▸ Document section:
________________

In NOW, the approach is to glue together systems into what researchers call Global Layer Unix (GLUnix). In this environment, each workstation is running an individual copy of Unix, as opposed to having multiple systems tied together on a network with a single version of Unix running on the host. The challenge is ensuring adequate performance.
A key requirement for GLUnix to support commercial workstations was software fault isolation. Traditional operating system kernels use hardware virtual memory to enforce firewalls between applications. But NOW researchers are developing Secure Loadable Interposition Code (SLIC), which is a way of inserting third-party extensions into standard operating systems.
"We will use SLIC to insert GLUnix extensions into the operating system to help us overcome some of the limitations that standard user-level cluster tools have," Krumbein explains. "GLUnix will use SLIC to catch (the relevant) system calls in order to weave the illusion of a single system image."

________________

▸ Stated exercise a:
Rescale the stretch of the records from the line containing "Identify all instances of green trash" through the line containing "[730,363,792,445]", both included. Reproduce every line, keeping the non-box lines unchanged and multiplying each box coordinate by 0.45, rounded to whole numbers with halves rounded up.
The text and the records come from different sources.

Bounding-box records:
________________

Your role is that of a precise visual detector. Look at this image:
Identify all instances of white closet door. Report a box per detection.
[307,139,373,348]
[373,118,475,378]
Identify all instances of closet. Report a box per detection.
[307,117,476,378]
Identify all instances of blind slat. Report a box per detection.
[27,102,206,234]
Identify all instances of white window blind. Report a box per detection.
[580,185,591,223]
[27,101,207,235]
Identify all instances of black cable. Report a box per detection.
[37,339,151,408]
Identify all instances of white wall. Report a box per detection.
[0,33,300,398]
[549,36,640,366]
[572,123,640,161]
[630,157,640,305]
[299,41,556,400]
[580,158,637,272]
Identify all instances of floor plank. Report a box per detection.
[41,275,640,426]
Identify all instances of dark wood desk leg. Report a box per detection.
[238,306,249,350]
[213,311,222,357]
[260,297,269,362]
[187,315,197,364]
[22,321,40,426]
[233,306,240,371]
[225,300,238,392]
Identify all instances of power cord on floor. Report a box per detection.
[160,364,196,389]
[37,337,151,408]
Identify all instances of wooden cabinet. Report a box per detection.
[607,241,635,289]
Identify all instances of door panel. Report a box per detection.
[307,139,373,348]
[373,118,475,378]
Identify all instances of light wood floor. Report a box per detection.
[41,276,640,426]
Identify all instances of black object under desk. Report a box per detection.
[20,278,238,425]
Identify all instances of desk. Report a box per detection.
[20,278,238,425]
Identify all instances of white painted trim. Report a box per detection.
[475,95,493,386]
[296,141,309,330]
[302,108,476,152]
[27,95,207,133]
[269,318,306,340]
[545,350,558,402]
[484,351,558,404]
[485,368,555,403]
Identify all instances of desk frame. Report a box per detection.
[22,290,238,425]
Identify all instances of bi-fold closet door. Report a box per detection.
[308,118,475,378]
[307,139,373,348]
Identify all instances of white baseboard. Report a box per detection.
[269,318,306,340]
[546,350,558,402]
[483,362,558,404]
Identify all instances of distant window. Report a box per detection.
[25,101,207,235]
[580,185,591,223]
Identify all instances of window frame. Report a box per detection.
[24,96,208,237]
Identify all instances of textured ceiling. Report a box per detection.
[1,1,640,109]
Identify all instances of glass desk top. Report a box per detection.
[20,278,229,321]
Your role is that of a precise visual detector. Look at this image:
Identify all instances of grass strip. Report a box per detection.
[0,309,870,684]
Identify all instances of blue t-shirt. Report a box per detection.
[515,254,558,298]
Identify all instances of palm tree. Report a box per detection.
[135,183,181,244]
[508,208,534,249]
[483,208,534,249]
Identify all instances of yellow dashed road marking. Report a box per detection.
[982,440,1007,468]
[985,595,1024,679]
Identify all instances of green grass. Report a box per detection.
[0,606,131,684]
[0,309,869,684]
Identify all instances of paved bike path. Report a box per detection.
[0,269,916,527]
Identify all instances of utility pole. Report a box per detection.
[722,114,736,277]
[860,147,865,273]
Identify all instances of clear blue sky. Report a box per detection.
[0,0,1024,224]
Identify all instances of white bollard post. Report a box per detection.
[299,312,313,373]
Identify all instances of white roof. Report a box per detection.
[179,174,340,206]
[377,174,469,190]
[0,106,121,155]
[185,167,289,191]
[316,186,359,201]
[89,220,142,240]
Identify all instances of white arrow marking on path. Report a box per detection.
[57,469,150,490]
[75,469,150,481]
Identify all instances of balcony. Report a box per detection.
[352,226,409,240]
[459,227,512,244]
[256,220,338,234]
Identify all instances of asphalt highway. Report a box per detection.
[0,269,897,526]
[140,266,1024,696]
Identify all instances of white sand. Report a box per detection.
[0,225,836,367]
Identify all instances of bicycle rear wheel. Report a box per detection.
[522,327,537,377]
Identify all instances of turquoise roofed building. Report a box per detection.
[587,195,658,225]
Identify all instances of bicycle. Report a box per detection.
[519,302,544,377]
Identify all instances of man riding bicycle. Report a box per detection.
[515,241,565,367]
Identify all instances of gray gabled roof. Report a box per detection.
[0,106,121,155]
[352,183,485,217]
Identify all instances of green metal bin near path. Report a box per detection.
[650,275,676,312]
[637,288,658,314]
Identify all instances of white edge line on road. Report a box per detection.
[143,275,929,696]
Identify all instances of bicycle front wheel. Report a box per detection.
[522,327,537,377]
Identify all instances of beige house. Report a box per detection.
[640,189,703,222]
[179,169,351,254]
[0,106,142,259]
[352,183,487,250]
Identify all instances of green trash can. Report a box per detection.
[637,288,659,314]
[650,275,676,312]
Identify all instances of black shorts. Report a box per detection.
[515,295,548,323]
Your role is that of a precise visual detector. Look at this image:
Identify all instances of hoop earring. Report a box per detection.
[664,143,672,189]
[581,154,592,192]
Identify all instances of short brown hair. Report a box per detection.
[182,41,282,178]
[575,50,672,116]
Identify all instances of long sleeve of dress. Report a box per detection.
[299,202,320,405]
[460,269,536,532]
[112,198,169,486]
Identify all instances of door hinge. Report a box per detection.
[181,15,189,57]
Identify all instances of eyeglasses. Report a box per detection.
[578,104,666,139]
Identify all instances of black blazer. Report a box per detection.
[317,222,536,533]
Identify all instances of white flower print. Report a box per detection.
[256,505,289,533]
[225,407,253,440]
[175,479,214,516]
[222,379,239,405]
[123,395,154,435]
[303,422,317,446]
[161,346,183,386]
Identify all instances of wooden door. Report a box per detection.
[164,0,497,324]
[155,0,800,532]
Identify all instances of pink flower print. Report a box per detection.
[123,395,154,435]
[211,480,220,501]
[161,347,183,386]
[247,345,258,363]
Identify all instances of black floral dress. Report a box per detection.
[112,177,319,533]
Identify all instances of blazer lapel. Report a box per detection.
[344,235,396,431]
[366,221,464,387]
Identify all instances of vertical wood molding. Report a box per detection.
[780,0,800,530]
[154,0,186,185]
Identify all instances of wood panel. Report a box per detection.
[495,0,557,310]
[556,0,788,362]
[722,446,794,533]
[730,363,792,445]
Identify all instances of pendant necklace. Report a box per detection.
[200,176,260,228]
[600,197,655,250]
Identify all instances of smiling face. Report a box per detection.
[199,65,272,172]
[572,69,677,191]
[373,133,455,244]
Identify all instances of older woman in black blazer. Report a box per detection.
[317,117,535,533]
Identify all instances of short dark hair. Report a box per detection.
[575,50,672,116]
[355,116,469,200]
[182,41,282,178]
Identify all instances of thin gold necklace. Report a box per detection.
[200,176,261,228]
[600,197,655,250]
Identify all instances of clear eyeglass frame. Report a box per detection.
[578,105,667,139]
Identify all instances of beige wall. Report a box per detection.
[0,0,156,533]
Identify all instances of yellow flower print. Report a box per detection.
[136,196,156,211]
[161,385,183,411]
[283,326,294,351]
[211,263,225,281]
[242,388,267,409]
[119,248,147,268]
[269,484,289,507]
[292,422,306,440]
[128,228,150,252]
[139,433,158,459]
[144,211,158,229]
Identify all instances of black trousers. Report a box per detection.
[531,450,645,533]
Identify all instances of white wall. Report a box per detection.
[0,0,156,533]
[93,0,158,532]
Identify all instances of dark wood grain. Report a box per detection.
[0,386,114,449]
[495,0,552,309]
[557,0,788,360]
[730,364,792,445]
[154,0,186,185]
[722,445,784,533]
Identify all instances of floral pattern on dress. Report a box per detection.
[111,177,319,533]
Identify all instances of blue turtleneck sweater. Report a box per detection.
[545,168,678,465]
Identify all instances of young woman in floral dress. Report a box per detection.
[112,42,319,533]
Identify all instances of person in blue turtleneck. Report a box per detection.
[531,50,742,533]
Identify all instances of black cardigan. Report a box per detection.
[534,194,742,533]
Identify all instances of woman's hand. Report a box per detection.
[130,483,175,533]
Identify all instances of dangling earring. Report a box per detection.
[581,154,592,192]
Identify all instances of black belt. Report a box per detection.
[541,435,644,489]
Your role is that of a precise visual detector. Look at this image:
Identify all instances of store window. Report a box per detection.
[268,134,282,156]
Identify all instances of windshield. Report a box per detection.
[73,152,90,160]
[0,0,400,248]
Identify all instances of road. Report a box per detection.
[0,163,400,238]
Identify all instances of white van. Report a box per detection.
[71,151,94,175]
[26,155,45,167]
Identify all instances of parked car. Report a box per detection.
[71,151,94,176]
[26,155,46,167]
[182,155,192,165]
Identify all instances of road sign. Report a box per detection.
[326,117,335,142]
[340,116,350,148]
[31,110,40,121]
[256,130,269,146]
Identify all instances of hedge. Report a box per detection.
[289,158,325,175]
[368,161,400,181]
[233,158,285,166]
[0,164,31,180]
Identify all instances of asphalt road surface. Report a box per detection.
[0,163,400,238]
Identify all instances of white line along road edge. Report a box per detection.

________________

▸ Stated exercise b:
Quote the stretch of the GLUnix text from "In NOW, the" through "ensuring adequate performance.".

▸ Full output a:
Identify all instances of green trash can. Report a box per detection.
[287,130,297,141]
[293,124,304,140]
Identify all instances of black shorts. Report a box per detection.
[232,133,247,145]
Your role is that of a precise visual detector. Look at this image:
Identify all instances of hoop earring. Report a box per detection.
[299,64,302,85]
[261,69,266,86]
Identify all instances of short brown hair. Report a box per detection.
[82,18,127,80]
[259,23,302,52]
Identify all instances of long sleeve of dress. Report a box per detection.
[135,91,144,182]
[207,121,241,239]
[50,89,76,219]
Identify all instances of door hinge. Report a box per detection.
[81,7,85,26]
Identify all instances of eyeglasses. Report a box per detection.
[260,47,300,63]
Identify all instances of black blazer. Report a box per detection.
[143,100,241,240]
Identify all instances of white flower print. Report a box per detection.
[115,227,130,240]
[101,183,114,198]
[79,216,96,232]
[100,171,108,182]
[55,178,69,196]
[136,190,143,201]
[72,156,82,174]
Identify all instances of wooden door. Report a box per detection.
[74,0,224,146]
[70,0,360,239]
Identify all instances of pink flower print. Report a box per detection.
[55,178,69,196]
[95,216,99,225]
[72,156,82,174]
[111,155,116,163]
Identify all instances of black floral dress. Report a box per detection.
[50,80,144,240]
Identify all instances of blazer lapel. Report a box per detection.
[155,106,178,194]
[165,99,209,174]
Identify all instances of vertical wood molding. Report a box per detection.
[351,0,360,239]
[69,0,84,83]
Identify all instances of wood panel. Report a box per detection.
[223,0,251,140]
[250,0,355,163]
[325,201,357,240]
[329,163,356,200]

▸ Full output b:
In NOW, the approach is to glue together systems into what researchers call Global Layer Unix (GLUnix). In this environment, each workstation is running an individual copy of Unix, as opposed to having multiple systems tied together on a network with a single version of Unix running on the host. The challenge is ensuring adequate performance.